Convierte en una lista JSON de cadenas todo lo que va desde el comienzo de los registros hasta la línea que contiene "Trace the outline of every instance of the hiker", ambos extremos incluidos. Usa una cadena por línea y omite las líneas en blanco.
++++++++++++++++++++
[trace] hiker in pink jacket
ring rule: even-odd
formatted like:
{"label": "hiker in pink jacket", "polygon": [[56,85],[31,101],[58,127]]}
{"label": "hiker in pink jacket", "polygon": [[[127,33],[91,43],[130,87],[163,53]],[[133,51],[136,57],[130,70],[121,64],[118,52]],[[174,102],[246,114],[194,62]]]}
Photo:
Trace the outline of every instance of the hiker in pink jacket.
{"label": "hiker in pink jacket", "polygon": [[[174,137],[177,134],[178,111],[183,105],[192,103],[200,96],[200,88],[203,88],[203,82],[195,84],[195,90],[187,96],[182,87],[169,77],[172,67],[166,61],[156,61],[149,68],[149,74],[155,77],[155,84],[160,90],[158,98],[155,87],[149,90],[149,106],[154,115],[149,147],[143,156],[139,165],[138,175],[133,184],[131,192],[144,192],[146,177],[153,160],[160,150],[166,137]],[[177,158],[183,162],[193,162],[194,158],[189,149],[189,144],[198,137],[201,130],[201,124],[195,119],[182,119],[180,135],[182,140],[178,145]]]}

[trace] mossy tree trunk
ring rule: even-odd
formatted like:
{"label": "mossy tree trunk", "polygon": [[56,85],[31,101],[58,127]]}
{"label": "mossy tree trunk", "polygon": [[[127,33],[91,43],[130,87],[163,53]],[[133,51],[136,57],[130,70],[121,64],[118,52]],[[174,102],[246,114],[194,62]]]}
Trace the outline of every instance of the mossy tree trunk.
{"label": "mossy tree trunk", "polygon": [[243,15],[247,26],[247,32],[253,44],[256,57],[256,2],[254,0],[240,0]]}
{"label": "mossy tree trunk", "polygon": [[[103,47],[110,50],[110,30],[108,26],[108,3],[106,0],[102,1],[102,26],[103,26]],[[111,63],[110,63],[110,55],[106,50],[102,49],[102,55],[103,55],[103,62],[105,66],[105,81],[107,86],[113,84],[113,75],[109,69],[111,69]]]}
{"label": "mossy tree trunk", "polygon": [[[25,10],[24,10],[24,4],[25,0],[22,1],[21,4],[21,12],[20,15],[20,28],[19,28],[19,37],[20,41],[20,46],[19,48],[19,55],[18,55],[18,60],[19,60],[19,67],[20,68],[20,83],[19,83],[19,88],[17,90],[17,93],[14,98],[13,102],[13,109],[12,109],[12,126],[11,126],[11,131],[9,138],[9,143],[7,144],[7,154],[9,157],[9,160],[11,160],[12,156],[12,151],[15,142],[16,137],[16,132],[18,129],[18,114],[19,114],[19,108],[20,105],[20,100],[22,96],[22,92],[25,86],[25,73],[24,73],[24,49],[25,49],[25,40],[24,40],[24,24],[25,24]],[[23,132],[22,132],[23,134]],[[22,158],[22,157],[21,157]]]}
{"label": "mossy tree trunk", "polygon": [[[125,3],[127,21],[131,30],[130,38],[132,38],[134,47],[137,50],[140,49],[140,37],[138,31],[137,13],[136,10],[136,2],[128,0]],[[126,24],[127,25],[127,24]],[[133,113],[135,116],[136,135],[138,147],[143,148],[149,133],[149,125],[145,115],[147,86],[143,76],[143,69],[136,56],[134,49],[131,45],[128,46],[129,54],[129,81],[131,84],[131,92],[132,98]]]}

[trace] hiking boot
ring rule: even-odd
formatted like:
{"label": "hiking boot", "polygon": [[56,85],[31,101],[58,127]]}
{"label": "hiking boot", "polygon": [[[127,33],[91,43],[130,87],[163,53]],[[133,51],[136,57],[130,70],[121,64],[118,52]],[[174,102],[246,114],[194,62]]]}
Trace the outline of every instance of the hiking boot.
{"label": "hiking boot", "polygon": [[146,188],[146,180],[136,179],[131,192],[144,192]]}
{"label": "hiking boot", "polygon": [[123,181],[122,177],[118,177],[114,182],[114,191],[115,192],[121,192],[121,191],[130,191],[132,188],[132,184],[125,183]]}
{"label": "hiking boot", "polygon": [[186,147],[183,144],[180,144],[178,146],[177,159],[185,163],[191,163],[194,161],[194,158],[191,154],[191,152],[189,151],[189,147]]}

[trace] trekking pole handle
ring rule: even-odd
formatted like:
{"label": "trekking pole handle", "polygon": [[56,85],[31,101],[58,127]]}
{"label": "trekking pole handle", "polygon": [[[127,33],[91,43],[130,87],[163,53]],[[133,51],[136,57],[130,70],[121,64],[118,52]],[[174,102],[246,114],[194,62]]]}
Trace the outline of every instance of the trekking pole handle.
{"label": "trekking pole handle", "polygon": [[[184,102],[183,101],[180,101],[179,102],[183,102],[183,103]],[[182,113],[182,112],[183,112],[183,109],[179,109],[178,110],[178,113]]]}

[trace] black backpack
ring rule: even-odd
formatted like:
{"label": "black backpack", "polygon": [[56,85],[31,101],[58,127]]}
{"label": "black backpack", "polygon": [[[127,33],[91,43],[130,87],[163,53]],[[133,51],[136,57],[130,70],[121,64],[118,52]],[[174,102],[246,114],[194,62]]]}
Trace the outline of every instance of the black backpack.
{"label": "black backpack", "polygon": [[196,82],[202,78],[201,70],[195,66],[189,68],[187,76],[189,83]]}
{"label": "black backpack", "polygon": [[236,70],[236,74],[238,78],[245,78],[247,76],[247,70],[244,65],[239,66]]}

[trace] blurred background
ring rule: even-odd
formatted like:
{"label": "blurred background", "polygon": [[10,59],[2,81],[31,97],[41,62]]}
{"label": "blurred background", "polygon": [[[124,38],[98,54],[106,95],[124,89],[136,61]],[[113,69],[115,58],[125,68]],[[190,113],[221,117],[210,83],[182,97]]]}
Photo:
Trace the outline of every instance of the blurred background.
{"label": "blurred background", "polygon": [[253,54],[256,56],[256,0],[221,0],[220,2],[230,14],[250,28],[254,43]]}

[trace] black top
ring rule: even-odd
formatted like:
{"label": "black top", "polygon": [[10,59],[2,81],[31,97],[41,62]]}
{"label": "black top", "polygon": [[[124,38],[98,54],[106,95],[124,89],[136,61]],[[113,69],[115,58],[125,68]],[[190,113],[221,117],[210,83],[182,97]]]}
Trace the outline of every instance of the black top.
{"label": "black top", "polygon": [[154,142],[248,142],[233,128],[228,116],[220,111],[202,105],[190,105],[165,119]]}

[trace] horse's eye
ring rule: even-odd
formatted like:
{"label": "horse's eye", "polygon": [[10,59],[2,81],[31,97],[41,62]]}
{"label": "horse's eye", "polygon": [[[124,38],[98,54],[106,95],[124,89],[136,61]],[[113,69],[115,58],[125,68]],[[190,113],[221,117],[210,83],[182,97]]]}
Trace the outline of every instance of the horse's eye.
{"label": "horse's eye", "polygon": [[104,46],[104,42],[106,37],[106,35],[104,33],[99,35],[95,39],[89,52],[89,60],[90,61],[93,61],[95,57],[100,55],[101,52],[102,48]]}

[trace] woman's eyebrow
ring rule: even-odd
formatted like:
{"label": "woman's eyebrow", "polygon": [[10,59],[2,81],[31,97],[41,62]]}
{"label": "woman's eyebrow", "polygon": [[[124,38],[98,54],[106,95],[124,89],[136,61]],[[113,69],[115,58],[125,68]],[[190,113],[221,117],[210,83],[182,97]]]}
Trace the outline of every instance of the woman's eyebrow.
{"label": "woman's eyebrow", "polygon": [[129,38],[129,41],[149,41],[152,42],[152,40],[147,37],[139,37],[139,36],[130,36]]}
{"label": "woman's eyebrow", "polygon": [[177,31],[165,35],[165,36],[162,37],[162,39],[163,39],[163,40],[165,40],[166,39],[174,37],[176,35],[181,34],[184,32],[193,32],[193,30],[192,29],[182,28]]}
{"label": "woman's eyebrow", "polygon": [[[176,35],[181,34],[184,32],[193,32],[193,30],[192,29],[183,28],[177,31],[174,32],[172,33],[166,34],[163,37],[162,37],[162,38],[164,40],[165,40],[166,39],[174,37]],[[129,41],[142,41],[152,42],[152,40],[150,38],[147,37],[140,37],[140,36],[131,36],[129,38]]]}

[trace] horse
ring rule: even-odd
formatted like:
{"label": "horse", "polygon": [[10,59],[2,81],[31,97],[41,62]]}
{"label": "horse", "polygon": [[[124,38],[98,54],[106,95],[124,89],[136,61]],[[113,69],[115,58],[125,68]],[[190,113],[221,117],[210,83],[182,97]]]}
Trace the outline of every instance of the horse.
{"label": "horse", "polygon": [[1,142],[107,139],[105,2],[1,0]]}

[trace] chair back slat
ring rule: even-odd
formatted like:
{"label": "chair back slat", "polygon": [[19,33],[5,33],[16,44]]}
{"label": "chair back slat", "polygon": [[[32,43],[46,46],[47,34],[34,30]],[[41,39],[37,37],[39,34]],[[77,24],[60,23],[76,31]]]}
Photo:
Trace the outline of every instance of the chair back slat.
++++++++++++++++++++
* RESULTADO DEL EJERCICIO:
[
  "[trace] hiker in pink jacket",
  "ring rule: even-odd",
  "formatted like:",
  "{\"label\": \"hiker in pink jacket\", \"polygon\": [[56,85],[31,101],[58,127]]}",
  "{\"label\": \"hiker in pink jacket\", \"polygon\": [[[127,33],[91,43],[130,87],[163,53]],[[133,51],[136,57],[130,70],[121,64],[118,52]],[[174,102],[246,114],[194,62]]]}",
  "Photo:",
  "Trace the outline of every instance of the hiker in pink jacket."
]